== Problem statement ==
Extract every line below that contains the word "fence", matching case exactly.

(Excerpts from location labeling data)
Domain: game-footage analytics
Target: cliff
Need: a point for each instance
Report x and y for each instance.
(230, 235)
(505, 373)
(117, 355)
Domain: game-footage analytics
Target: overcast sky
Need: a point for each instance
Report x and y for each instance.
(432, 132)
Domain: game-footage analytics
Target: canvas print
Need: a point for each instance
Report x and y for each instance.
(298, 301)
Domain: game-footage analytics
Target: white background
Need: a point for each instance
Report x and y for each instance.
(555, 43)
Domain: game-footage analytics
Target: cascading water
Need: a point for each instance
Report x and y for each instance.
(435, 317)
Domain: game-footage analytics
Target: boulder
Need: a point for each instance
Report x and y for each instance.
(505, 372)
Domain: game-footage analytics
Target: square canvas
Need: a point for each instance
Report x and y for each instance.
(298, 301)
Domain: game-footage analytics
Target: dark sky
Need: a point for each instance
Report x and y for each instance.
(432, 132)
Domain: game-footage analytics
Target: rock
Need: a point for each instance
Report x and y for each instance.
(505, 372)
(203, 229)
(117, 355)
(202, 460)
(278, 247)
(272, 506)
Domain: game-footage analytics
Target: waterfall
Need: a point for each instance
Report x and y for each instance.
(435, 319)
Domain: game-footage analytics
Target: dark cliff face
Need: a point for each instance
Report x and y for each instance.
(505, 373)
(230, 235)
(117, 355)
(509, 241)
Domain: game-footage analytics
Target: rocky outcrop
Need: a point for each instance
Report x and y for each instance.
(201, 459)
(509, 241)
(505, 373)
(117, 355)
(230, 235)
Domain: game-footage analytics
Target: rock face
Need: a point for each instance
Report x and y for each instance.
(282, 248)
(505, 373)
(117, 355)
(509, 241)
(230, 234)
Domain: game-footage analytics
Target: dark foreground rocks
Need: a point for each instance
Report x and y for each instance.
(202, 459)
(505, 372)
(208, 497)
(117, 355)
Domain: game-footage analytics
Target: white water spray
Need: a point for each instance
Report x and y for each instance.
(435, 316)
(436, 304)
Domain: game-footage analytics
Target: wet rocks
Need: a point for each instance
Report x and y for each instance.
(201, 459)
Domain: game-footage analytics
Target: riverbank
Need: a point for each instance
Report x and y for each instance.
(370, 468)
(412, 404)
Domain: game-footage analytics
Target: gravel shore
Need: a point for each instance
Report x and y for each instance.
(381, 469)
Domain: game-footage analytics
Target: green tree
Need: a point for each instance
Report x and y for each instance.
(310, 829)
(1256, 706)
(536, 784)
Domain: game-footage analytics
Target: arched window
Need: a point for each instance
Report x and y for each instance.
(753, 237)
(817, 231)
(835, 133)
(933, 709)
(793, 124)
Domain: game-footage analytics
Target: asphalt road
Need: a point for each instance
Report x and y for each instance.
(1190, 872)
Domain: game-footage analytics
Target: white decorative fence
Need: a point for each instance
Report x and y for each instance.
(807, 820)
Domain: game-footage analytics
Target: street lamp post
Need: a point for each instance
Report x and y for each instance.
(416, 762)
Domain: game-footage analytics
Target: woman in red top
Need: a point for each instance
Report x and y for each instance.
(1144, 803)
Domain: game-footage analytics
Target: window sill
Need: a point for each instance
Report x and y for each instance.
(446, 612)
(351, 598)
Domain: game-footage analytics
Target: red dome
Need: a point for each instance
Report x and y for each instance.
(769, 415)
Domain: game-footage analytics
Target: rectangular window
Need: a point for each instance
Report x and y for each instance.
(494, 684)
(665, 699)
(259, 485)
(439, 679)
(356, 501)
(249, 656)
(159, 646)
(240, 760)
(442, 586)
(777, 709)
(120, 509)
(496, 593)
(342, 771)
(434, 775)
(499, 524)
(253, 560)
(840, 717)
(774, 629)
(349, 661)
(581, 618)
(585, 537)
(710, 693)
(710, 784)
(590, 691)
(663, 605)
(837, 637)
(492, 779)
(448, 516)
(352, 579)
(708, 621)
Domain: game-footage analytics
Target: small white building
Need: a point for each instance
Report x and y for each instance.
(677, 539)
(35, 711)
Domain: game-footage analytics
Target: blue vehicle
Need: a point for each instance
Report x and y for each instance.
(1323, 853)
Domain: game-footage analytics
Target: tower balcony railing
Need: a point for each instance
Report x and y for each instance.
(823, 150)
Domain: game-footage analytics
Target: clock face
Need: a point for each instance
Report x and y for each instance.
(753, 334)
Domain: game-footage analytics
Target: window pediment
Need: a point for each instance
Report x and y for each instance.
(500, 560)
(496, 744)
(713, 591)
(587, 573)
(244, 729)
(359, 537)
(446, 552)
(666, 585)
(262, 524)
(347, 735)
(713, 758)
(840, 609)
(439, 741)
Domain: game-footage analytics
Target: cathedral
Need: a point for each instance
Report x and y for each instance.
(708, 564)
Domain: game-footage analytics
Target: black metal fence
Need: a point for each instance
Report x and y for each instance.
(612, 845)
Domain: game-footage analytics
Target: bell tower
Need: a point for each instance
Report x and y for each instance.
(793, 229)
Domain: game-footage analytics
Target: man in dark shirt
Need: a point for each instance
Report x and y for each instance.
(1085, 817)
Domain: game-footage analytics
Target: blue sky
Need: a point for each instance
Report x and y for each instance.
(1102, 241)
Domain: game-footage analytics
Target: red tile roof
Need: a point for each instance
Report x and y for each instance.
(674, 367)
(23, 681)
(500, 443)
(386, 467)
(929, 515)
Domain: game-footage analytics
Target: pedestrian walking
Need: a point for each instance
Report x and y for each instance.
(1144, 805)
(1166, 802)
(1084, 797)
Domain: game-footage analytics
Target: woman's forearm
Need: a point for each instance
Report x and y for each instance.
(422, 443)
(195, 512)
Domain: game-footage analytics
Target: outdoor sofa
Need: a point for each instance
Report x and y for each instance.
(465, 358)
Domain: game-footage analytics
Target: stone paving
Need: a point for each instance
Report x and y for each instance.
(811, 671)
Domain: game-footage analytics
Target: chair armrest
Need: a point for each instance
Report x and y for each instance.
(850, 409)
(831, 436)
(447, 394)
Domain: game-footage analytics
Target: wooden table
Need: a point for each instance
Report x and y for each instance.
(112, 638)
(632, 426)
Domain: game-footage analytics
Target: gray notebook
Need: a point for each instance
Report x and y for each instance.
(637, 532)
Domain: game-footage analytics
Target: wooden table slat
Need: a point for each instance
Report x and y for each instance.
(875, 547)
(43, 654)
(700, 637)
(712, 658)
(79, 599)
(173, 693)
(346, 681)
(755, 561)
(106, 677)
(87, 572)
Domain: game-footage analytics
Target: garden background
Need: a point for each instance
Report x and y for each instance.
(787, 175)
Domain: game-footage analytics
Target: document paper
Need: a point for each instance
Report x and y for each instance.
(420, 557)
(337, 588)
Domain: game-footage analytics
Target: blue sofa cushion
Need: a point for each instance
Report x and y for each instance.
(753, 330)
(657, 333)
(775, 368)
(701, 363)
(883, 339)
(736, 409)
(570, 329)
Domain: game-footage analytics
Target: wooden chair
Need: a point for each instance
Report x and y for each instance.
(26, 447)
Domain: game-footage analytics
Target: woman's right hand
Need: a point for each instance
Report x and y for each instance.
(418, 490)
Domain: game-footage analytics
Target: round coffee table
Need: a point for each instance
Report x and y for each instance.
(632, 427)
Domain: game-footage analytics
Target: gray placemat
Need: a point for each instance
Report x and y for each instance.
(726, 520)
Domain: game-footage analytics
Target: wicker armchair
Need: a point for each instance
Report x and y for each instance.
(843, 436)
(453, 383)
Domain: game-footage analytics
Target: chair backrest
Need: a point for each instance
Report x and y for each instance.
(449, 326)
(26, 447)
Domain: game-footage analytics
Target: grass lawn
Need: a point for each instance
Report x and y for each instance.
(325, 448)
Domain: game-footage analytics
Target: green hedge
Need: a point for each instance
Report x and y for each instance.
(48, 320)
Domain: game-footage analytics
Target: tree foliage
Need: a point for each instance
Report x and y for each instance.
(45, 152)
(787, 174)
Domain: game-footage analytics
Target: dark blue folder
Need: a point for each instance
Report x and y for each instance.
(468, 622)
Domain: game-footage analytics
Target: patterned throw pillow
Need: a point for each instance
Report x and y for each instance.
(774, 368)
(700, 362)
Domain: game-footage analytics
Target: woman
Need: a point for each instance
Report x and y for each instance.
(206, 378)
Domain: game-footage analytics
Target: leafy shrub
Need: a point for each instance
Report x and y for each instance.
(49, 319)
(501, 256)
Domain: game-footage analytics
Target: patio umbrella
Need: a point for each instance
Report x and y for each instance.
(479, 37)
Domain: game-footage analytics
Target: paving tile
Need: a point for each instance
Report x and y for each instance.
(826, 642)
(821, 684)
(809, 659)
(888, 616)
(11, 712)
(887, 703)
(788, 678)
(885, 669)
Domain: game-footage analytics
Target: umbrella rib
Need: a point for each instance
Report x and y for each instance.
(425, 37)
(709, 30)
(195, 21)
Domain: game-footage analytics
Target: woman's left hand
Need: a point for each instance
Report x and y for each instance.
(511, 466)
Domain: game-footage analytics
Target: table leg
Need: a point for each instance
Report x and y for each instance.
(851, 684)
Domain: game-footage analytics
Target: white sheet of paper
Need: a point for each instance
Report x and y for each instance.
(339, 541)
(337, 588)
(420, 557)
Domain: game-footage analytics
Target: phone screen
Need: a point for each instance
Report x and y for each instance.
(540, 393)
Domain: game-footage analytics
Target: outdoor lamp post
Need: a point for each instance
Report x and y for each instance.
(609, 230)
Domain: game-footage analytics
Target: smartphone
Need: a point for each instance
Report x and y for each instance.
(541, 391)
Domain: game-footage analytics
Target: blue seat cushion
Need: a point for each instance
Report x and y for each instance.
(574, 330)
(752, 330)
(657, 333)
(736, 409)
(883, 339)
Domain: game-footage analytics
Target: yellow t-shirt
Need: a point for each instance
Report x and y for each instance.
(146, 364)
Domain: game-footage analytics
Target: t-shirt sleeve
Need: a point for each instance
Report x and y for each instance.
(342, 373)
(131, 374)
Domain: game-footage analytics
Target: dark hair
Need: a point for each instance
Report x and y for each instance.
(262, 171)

== Task response ==
Target: white decorative fence
Target: black metal fence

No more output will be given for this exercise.